THE TASK: Please return all of the data exactly as written.
*** DATA IN THIS EXERCISE
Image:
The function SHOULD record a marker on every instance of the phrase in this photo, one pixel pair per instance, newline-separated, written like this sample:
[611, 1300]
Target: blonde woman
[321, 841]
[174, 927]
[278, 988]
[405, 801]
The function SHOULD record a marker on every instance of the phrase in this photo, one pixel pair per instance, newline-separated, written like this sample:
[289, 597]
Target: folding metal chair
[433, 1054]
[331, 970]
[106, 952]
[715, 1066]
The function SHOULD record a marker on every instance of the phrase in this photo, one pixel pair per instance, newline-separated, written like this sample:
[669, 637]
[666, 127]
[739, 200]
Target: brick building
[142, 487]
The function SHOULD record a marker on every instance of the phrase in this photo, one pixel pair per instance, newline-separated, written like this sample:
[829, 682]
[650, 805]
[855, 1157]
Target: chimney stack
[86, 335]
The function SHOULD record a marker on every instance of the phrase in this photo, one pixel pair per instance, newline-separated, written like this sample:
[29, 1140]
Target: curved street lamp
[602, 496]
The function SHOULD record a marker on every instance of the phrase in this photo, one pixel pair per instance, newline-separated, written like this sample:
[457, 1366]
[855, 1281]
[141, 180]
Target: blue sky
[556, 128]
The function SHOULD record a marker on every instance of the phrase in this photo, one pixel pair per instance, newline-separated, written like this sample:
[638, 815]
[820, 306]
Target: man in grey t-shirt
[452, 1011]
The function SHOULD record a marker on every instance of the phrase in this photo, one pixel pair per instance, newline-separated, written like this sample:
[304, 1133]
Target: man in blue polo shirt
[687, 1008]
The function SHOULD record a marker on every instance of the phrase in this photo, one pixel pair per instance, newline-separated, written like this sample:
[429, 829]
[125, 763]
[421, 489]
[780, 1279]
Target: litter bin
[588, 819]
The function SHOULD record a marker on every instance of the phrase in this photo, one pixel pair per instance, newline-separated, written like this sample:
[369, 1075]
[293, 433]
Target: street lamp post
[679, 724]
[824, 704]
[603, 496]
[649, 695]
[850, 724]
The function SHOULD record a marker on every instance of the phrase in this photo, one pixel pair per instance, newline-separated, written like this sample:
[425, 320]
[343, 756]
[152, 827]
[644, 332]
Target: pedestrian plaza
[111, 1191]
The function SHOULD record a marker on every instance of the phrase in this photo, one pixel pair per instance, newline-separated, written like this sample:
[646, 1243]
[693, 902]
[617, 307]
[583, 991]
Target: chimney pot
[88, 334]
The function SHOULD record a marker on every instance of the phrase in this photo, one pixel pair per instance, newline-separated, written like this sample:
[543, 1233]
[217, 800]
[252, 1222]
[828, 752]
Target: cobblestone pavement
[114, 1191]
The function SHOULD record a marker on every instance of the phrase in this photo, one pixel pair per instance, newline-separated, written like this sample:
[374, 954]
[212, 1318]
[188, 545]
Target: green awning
******
EXERCISE SOLUTION:
Image:
The function SHOULD record a marker on every instance of the phrase in this photo, one pixel pair per instance, newline-separated, written like this sample:
[611, 1300]
Target: blonde woman
[321, 841]
[174, 927]
[278, 988]
[405, 801]
The function SHOULD record a marker on every instance of the phrase in this photo, one pixel pair per instance, newline-separated, written like this sample:
[289, 597]
Target: folding metal chair
[433, 1054]
[331, 970]
[106, 952]
[715, 1066]
The function SHOULD record a marker on every instance of the phrase in this photo, one pixel pair per instance, newline-separated, written like this sample:
[669, 637]
[666, 127]
[739, 200]
Target: brick building
[142, 487]
The function SHOULD record a marker on every instance of the phrase in this photo, one pixel pair per instance, newline-separated, written like this sample:
[829, 682]
[650, 805]
[855, 1157]
Target: chimney stack
[86, 335]
The function SHOULD record a marker on every instance of the phrase in this photo, one pixel pair per instance, newline-separated, written like this sample:
[29, 1140]
Target: curved street lamp
[602, 496]
The function SHOULD record a marker on every instance of the phrase in this photo, one pixel pair per instance, newline-separated, written like this sample:
[457, 1366]
[855, 1281]
[141, 180]
Target: blue sky
[556, 128]
The function SHOULD record a marker on every instance of the phrase in this photo, one pixel pair per instance, newline-separated, written like this sample:
[638, 815]
[820, 306]
Target: man in grey t-shirt
[452, 1011]
The function SHOULD record a marker on every instance of the phrase in this photo, one pixel pair per instance, newline-separated, written like this sample:
[304, 1133]
Target: man in blue polo shirt
[687, 1008]
The function SHOULD record a marker on every instance of the phrase in this photo, one pixel pair per instance, newline-separated, written like this sample:
[429, 829]
[125, 763]
[421, 489]
[780, 1279]
Target: litter bin
[588, 819]
The function SHOULD record a marker on every instance of the phrase in this photo, one pixel pair per instance, newline-separated, written like this sample:
[369, 1075]
[293, 433]
Target: street lamp post
[679, 724]
[824, 704]
[603, 496]
[649, 695]
[850, 724]
The function SHOULD record a marker on every instance of the phrase in this photo, one pixel pair per instance, newline-separated, written like this sample:
[425, 320]
[343, 756]
[152, 827]
[644, 332]
Target: pedestrian plaza
[111, 1191]
The function SHOULD record a marker on every instance of the phrase in this photo, one pixel pair per instance, newline-separated, written like this sample:
[646, 1243]
[693, 902]
[617, 307]
[583, 991]
Target: chimney pot
[88, 334]
The function SHOULD record a marker on every instance of the phrase in this photo, one pixel pair per instance, newline-separated, written like this sample:
[543, 1233]
[217, 800]
[252, 1222]
[828, 752]
Target: cobblestone pavement
[114, 1191]
The function SHOULD record a marker on every instance of the phrase in this photo, one pixel pair per instance, newline-separated, written like this sample:
[374, 954]
[212, 1318]
[188, 545]
Target: green awning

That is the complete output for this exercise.